◆ Passage provided:
* * * * *

Rod Kight: Kentucky Gets It Wrong On Delta-8 THC

April 19 2021

ATTORNEY ROD KIGHT REPRESENTS HEMP BUSINESSES  THROUGHOUT THE WORLD.

Rod Kight is an international hemp lawyer. He represents businesses throughout the hemp industry. Additionally, Rod speaks at hemp and cannabis conferences, drafts and presents legislation to foreign governments, is regularly quoted on hemp and cannabis matters in the media, and is the editor of the Kight on Cannabis legal blog, which discusses legal issues affecting the hemp and cannabis industry. You can contact him by clicking here.
Kentucky gets it wrong on delta-8 THC.

As a large hemp producing state, Kentucky is important to the hemp industry. It is often perceived to be “ground zero” for hemp law since it is home to two outspoken and hemp-friendly Senators; it sued the Drug Enforcement Administration (DEA) when the DEA seized imported hemp seeds coming into the state; and it submitted the first proposed plan to the US Department of Agriculture (USDA) under the Agricultural Improvement Act of 2018 (2018 Farm Bill), though the plan has effectively been withdrawn.

For this reason, it is particularly notable when Kentucky gets it wrong on an important hemp issue. Unfortunately, this occurred today in a legal opinion on delta-8 tetrahydrocannabinol (D8 THC) issued by the Kentucky Department of Agriculture (KDA), which I have pasted directly into this article below.

In response to inquiries about the legal status of D8 THC, the KDA contends that:

Delta-8 THC is a Schedule I controlled substance under federal law and Kentucky law; that distributing products containing this substance is illegal; and distributing such products could lead to your expulsion from the Hemp Licensing Program as well as potential exposure to criminal prosecution.”

Although the KDA does not regulate or police controlled substances in Kentucky or anywhere else, I am not surprised it chose to opine on D8 THC. The KDA and numerous other state departments of agriculture have addressed the legal status of cannabidiol (CBD) over the years, as its production and sale directly affect their licensees. It makes sense that the KDA wants to express an opinion on D8 THC, though it has limited authority to enforce its position, since D8 THC is having a major (positive) financial impact on the hemp industry. What shocks me is how far the legal opinion misses the mark. I disagree with the KDA’s conclusion, as do most of my colleagues. The most breathtaking feature of the legal opinion, however, is that its analysis completely misses the issue, namely that hemp and cannabinoids derived from it, including D8 THC, are removed from the Controlled Substances Act (CSA). Without an understanding of this basic and fundamental issue, which was resolved by the passage of the 2018 Farm Bill, the KDA was bound to come to the wrong conclusion. [Please note that this article is a response to the KDA’s legal opinion on D8 THC. It is not intended to analyze the legal status of D8 THC, which I do at length in an article you can read by clicking here.]

The KDA opinion starts its discussion with federal law, which it completely botches when it states:

“Let’s begin with federal law. As you know, in 2018 Congress created a narrow exemption from the Controlled Substances Act’s definition of “marijuana” (DEA numbers 7350 and 7360) for hemp that contains not more than 0.3% total Delta-9 THC. Cannabis with total Delta-9 THC in excess of that threshold remains a Schedule I substance.

* * * * *

◆ Excerpted records:
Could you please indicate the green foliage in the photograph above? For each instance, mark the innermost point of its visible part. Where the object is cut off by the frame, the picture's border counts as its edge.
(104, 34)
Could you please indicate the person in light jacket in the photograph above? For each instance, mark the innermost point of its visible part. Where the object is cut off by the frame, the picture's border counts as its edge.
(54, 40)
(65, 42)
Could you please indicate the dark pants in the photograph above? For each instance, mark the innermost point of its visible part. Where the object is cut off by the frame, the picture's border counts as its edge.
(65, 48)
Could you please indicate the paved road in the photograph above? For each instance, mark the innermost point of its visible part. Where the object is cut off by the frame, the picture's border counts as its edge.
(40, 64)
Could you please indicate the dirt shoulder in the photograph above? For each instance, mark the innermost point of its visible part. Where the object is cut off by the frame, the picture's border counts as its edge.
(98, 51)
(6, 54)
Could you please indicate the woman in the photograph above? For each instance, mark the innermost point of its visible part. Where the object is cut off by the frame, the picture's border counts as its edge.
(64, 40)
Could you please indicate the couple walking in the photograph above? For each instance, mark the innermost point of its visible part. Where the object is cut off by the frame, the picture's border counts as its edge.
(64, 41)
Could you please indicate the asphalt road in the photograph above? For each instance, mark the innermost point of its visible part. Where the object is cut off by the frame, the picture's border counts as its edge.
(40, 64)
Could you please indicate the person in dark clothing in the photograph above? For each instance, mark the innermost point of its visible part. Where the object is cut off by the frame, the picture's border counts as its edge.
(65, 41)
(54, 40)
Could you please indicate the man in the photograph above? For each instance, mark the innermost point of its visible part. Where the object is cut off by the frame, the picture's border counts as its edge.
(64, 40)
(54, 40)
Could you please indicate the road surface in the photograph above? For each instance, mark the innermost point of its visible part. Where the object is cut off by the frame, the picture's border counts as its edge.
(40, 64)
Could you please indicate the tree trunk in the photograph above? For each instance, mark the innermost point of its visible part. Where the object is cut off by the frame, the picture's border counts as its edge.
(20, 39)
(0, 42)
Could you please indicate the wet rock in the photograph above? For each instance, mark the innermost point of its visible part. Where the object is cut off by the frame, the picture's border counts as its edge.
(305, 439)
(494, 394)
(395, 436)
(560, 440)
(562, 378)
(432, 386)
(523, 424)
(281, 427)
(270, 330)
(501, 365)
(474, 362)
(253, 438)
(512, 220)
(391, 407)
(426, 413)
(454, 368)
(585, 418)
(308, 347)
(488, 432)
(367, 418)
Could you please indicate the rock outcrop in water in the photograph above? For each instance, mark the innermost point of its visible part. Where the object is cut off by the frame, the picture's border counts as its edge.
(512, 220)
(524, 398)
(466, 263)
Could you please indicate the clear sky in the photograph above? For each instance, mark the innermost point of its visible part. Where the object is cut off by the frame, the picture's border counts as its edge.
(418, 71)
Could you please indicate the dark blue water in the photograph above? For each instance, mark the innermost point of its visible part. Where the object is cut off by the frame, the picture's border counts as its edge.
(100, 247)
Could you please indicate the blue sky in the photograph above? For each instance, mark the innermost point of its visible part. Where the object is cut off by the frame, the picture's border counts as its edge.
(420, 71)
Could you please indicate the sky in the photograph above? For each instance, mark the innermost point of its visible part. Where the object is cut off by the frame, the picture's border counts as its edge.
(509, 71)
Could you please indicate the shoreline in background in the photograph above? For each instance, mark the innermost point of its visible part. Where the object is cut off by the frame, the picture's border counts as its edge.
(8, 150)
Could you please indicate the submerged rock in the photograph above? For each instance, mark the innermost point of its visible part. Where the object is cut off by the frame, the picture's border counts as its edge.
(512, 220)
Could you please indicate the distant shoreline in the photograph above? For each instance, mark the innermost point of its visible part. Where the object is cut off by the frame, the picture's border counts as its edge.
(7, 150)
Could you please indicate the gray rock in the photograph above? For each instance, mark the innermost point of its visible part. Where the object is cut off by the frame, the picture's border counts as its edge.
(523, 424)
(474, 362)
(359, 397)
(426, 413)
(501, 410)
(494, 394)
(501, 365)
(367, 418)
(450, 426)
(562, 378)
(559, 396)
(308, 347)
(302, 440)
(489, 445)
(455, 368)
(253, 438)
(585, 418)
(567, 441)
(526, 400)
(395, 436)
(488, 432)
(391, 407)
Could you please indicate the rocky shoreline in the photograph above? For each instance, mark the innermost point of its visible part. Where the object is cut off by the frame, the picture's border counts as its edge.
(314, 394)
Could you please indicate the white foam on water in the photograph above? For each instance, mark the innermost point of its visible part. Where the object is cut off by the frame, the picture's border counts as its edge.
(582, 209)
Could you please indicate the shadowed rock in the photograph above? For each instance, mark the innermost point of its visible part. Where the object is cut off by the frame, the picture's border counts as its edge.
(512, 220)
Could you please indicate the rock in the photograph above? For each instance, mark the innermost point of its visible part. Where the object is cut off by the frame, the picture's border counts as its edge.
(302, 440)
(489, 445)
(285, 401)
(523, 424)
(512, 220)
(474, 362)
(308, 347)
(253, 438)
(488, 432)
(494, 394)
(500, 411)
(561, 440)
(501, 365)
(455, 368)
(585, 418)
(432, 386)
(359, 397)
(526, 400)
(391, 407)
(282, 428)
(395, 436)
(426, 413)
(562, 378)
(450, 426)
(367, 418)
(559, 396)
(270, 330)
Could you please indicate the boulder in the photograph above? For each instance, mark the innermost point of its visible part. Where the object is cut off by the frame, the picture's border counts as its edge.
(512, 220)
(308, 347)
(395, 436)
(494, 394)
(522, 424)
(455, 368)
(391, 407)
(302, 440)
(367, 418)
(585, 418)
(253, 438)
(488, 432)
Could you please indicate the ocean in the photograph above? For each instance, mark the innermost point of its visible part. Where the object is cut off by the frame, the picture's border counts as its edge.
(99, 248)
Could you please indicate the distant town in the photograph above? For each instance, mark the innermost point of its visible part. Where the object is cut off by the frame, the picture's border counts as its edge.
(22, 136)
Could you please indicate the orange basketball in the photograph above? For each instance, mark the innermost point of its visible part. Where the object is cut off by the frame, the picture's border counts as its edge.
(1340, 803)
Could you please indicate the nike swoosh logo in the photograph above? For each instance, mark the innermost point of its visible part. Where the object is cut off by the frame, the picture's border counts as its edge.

* * * * *

◆ Instruction 1:
Answer the following from the article on Kentucky's delta-8 THC opinion:
(a) Which federal agency did Kentucky sue, and what action prompted the suit?
(b) Which state body issued the legal opinion on delta-8 THC?
(c) What limit on total Delta-9 THC does the quoted opinion give for the hemp exemption?
◆ Instruction 2: Pick up the article on Kentucky's delta-8 THC opinion after its last sentence and continue it.

◆ Reply 1:
(a) The Drug Enforcement Administration (DEA), after it seized imported hemp seeds coming into the state.
(b) The Kentucky Department of Agriculture (KDA).
(c) Not more than 0.3% total Delta-9 THC.

◆ Reply 2:
There is no equivalent exemption for Delta-8 THC. That being the case, the manufacture and marketing of products containing Delta-8 THC, in any quantity or concentration level, remains prohibited by federal law.

And indeed, the federal Drug Enforcement Administration’s Controlled Substances List states that Delta-8 THC and other forms of THC are Schedule I controlled substances.”

This position completely ignores the fact that Congress created an expansive definition of hemp, which bears repeating here since the KDA distorted it. The 2018 Farm Bill defines “Hemp” as:

the plant Cannabis sativa L. and any part of that plant, including the seeds thereof and all derivatives, extracts, cannabinoids, isomers, acids, salts, and salts of isomers, whether growing or not, with a delta-9 tetrahydrocannabinol concentration of not more than 0.3 percent on a dry weight basis.” (emphasis added)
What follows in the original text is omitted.